++++ Data excerpts ++++

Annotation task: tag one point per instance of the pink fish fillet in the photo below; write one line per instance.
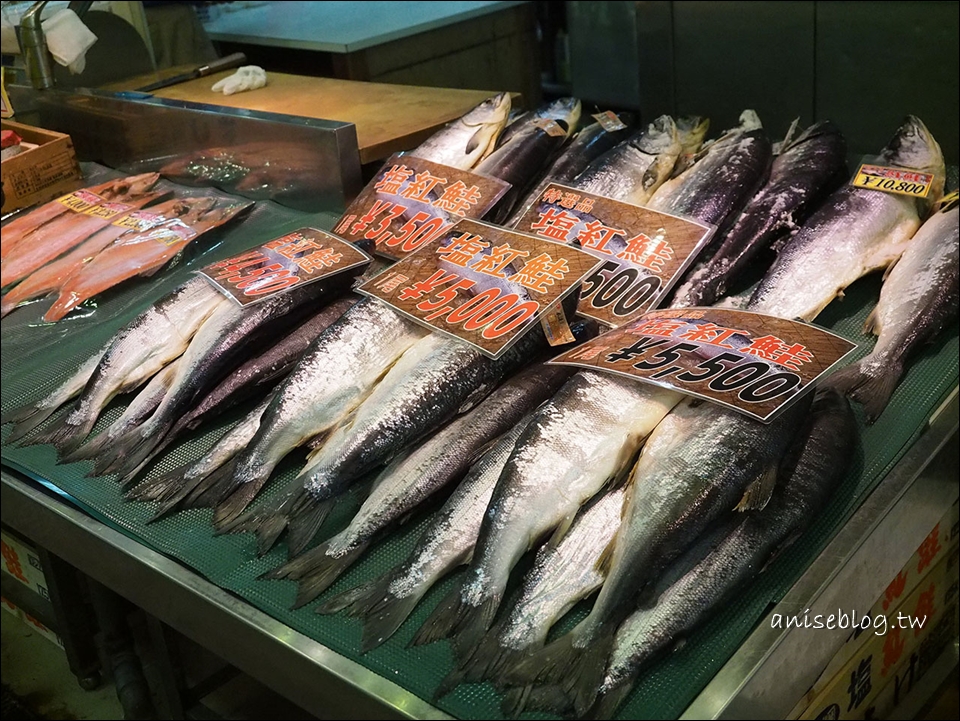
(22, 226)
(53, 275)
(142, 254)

++++
++++ Data excerpts ++++

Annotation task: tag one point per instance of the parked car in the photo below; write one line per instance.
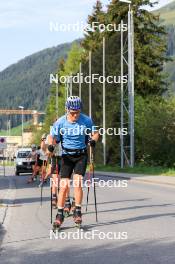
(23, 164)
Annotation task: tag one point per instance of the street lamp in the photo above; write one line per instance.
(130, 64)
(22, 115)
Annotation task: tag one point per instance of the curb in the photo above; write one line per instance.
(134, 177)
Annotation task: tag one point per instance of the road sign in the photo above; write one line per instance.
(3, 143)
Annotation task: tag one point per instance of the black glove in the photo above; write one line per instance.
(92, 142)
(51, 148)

++++
++++ Data excerpts ++++

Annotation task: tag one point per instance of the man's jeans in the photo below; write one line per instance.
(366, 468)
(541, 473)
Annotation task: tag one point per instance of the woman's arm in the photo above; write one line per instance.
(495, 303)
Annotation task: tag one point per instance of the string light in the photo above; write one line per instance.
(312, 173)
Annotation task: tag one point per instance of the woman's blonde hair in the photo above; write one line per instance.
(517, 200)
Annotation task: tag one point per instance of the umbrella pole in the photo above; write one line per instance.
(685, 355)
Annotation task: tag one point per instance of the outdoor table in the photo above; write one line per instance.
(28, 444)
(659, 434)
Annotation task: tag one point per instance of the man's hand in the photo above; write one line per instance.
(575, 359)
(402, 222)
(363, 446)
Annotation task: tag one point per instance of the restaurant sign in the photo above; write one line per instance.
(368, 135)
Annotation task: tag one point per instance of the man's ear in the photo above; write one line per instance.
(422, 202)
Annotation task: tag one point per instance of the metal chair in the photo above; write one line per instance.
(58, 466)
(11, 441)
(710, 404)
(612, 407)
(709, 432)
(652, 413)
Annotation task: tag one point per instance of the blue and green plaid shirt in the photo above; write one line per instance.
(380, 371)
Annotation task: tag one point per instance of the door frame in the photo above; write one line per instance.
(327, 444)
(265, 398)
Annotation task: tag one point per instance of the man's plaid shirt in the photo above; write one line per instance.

++++

Goal of the exercise
Find "Annotation task: tag one point per instance of the door" in the entries above and copy that whole line exactly, then each line after it through the line that contains "Annotation task: tag one point per instance of the man's plaid".

Output of the task
Annotation task: tag one point per instance of the door frame in the photo above; write one line per instance.
(327, 444)
(265, 398)
Annotation task: tag one point per instance of the man's plaid shirt in the photo above; write one line per instance.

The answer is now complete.